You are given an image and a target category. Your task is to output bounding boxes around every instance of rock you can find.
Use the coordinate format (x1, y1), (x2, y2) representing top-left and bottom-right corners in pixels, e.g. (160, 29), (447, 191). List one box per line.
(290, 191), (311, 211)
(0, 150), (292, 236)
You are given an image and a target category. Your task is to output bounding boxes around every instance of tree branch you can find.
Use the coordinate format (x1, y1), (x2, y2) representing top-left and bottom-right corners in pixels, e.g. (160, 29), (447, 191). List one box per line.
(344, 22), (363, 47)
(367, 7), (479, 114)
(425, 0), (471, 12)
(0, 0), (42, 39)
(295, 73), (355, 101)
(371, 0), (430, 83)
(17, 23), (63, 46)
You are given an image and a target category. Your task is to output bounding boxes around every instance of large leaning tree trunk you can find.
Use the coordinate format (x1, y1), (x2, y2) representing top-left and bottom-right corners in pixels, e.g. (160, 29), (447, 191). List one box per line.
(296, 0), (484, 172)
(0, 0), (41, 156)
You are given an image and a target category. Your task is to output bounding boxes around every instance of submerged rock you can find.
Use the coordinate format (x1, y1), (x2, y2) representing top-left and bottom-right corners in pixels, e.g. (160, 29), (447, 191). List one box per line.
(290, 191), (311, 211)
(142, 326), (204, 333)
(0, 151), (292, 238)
****************************************
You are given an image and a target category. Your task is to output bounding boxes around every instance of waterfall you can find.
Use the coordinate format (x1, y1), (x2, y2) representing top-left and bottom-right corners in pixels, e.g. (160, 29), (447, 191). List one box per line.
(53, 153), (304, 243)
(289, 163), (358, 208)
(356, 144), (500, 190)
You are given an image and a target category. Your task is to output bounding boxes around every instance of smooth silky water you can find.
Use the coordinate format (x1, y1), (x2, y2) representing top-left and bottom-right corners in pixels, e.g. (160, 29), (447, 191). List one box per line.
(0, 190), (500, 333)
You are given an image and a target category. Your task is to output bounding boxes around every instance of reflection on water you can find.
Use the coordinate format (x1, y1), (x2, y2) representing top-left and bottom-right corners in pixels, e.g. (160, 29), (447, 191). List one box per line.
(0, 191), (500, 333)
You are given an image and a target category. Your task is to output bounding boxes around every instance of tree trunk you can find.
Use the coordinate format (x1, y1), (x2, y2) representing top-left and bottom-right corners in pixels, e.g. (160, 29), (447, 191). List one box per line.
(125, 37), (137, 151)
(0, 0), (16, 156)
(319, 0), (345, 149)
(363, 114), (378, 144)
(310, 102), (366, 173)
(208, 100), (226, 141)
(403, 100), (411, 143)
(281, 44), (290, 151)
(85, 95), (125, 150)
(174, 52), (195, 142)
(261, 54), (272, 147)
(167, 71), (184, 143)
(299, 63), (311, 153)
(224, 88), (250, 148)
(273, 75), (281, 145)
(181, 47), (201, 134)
****************************************
### Written request
Render the lines between the one holding "waterfall you can find." and the one holding "(0, 191), (500, 333)", inclusive, as a Markdown table with columns Row and Line, skipping any blank lines.

### Reply
| Row | Line |
|---|---|
| 1 | You are given an image and a target category. Your task is to output bounding boxes around every instance of waterfall you can find. |
| 2 | Use the coordinate format (x1, y1), (x2, y2) representing top-left and bottom-right corners in pixels, e.g. (160, 29), (447, 191). List one box per line. |
| 3 | (53, 153), (304, 243) |
| 4 | (289, 163), (358, 208) |
| 5 | (356, 144), (500, 190) |
| 6 | You are given an image and a target category. Your task is to output bounding boxes around every instance of smooth silky water you can find. |
| 7 | Use the coordinate format (x1, y1), (x2, y2) representing top-left and bottom-right corners in pixels, e.g. (160, 29), (447, 191). List one box per line. |
| 8 | (0, 190), (500, 333) |
| 9 | You are given an image and a target category. Your task is to output bounding boxes around every instance of reflection on water you can find. |
| 10 | Use the coordinate format (x1, y1), (x2, y2) representing top-left and bottom-right corners in pixels, e.g. (160, 29), (447, 191). List one box per line. |
| 11 | (0, 191), (500, 333) |